- Extrait:
########

GOOGLE : l’amende record de 4,34 milliards d’euros infligée par la Commission européenne pour pratiques anticoncurrentielles sur le marché de l’internet mobile

 

 

Source : DG COMP, communiqué de presse, 18 juillet 2018, n° 40099 Google Android

 

            I – Rappel des règles de droit

 

L’article 102 du Traité sur le fonctionnement de l’Union européenne (TFUE) prohibe l’abus de position dominante :

 

« Est incompatible avec le marché intérieur et interdit, dans la mesure où le commerce entre États membres est susceptible d’en être affecté, le fait pour une ou plusieurs entreprises d’exploiter de façon abusive une position dominante sur le marché intérieur ou dans une partie substantielle de celui-ci.

 

Ces pratiques abusives peuvent notamment consister à :

 

a) imposer de façon directe ou indirecte des prix d’achat ou de vente ou d’autres conditions de transaction non équitables,

 

b) limiter la production, les débouchés ou le développement technique au préjudice des consommateurs,

 

c) appliquer à l’égard de partenaires commerciaux des conditions inégales à des prestations équivalentes, en leur infligeant de ce fait un désavantage dans la concurrence,

 

d) subordonner la conclusion de contrats à l’acceptation, par les partenaires, de prestations supplémentaires qui, par leur nature ou selon les usages commerciaux, n’ont pas de lien avec l’objet de ces contrats ».

########

- Consignes:
1. Recopiez le passage de l'extrait sur l'amende de Google qui commence par « L’article 102 du » et se poursuit jusqu'à « substantielle de celui-ci. ».
2. Traduisez en anglais la phrase suivante de l'extrait sur l'amende de Google : « L'article 102 du Traité sur le fonctionnement de l'Union européenne (TFUE) prohibe l'abus de position dominante : »
Les enregistrements ci-dessous n'ont aucun rapport avec l'extrait sur l'amende de Google.

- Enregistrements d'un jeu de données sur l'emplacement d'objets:
########

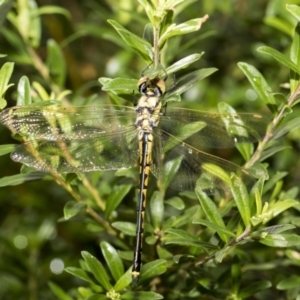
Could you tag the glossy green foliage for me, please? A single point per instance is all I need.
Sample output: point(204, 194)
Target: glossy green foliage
point(71, 236)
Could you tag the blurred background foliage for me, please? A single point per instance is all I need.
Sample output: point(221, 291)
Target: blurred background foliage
point(91, 49)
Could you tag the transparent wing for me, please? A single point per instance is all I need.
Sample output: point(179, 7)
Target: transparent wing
point(217, 130)
point(194, 165)
point(66, 123)
point(101, 152)
point(74, 139)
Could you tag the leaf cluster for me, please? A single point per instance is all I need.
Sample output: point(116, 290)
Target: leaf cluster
point(195, 246)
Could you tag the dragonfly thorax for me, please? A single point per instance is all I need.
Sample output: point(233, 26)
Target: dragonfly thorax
point(149, 105)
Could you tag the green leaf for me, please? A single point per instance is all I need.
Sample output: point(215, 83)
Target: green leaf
point(97, 269)
point(114, 199)
point(241, 198)
point(52, 9)
point(141, 296)
point(72, 208)
point(56, 63)
point(185, 82)
point(286, 127)
point(58, 292)
point(24, 91)
point(175, 202)
point(21, 178)
point(213, 226)
point(183, 63)
point(5, 74)
point(5, 149)
point(80, 274)
point(294, 10)
point(272, 150)
point(272, 229)
point(125, 227)
point(281, 206)
point(273, 180)
point(5, 7)
point(216, 171)
point(295, 58)
point(185, 132)
point(280, 58)
point(246, 149)
point(178, 221)
point(153, 268)
point(254, 288)
point(259, 83)
point(142, 47)
point(183, 28)
point(182, 237)
point(236, 275)
point(125, 85)
point(34, 32)
point(94, 296)
point(113, 260)
point(156, 209)
point(170, 169)
point(288, 283)
point(281, 240)
point(123, 281)
point(279, 24)
point(212, 213)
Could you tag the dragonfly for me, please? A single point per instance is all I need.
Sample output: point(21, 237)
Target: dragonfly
point(148, 135)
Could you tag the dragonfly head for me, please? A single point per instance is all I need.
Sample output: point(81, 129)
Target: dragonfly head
point(151, 87)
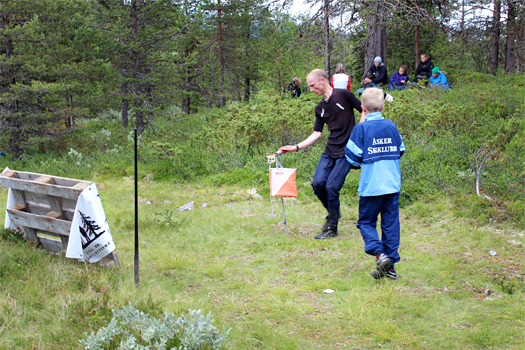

########

- Réponses:
1.
L’article 102 du Traité sur le fonctionnement de l’Union européenne (TFUE) prohibe l’abus de position dominante :

 

« Est incompatible avec le marché intérieur et interdit, dans la mesure où le commerce entre États membres est susceptible d’en être affecté, le fait pour une ou plusieurs entreprises d’exploiter de façon abusive une position dominante sur le marché intérieur ou dans une partie substantielle de celui-ci.

2. Article 102 of the Treaty on the Functioning of the European Union (TFEU) prohibits abuse of a dominant position: